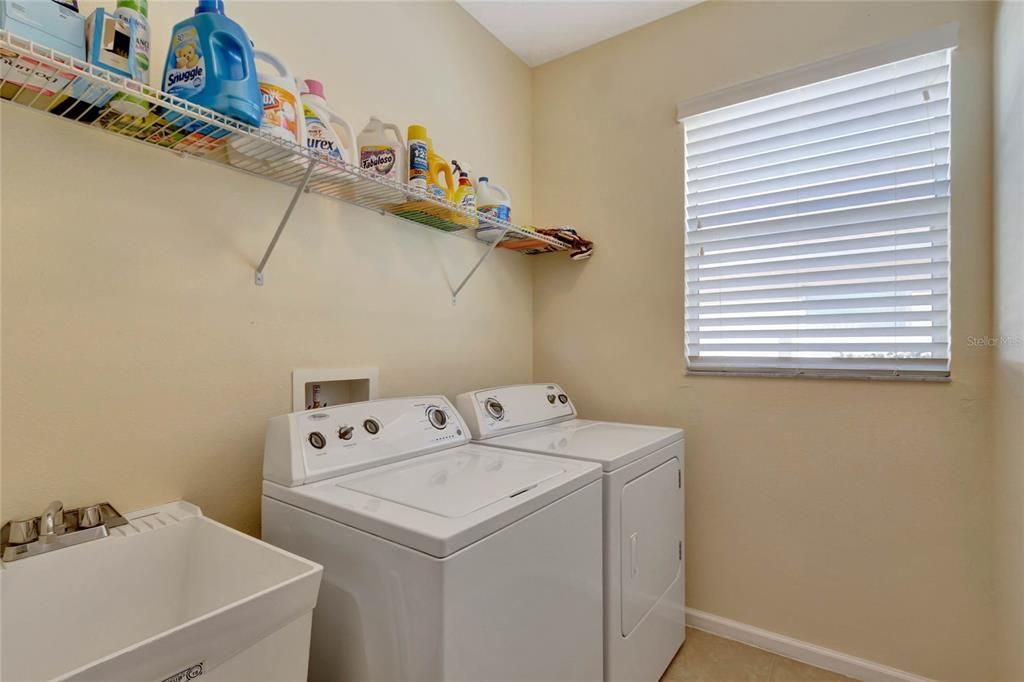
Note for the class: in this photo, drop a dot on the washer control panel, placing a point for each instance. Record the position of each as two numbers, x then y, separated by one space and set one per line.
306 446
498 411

---

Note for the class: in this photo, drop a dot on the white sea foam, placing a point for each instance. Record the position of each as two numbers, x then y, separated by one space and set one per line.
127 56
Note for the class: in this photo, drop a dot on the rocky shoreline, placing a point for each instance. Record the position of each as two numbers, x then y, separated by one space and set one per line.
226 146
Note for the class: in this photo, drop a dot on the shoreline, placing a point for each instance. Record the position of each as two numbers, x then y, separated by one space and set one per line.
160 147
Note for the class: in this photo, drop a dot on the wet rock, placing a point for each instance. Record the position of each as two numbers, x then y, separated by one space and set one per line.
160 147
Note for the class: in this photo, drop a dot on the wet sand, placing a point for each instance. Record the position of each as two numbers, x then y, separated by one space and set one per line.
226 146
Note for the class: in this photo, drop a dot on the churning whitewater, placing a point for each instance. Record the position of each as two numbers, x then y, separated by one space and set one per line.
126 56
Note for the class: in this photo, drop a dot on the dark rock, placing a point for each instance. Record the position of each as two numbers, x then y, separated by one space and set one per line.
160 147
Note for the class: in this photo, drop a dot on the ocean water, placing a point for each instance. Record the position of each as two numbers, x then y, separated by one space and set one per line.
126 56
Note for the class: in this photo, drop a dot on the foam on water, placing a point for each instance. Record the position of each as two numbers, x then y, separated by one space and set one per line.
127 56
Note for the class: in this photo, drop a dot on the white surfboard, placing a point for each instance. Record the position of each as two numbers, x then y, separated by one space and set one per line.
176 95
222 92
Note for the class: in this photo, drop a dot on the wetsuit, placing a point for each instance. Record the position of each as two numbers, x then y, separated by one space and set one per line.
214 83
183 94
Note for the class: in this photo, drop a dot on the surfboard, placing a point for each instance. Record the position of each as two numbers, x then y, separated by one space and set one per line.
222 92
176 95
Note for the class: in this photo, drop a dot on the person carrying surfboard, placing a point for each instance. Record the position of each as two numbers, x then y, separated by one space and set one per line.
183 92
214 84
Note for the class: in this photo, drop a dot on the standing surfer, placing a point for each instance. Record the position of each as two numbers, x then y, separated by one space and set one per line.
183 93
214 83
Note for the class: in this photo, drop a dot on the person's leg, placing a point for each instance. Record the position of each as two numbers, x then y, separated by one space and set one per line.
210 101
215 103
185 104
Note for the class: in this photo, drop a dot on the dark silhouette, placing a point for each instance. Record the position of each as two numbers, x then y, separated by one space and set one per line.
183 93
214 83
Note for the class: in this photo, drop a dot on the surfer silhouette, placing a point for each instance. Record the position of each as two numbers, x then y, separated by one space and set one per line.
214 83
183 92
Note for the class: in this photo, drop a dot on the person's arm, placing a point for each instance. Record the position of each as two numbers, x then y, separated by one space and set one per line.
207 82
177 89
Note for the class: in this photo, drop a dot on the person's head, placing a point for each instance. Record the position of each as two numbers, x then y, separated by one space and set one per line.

▸ **Task**
Copy out the lines word for word, starting with the line containing "person's leg, placing" and going on through the line containing "person's head, placing", including both of those lines.

▸ **Written response**
Note for the class: in this photo, drop a dot on the person's leg, placing a point for each instance. Record the position of each as two numbers, x then y, separated by one space and set one per line.
210 101
215 103
185 104
Note for the class: in this photo, drop a dot on the dark silhouette, placing a point for each instance. Record the position of each as two numbers, x then y, separated by one space and set one per line.
183 93
214 83
Note for the class: in this photo, drop a dot on the surfer silhouette, placing a point for each instance. Record the position of each as two numbers, x then y, separated by one space and set one per line.
214 83
183 92
Note for the class: in this photo, drop a dot on the person's arm, placing a point for each instance. Record the position of each as two numbers, x then y, separated by one space and set one per line.
207 82
177 89
Note for the class: in this photo, drop a dot on the person's head, placing a point for each instance. Record the position of each as two numbers, x then y, separated by one space and set one per line.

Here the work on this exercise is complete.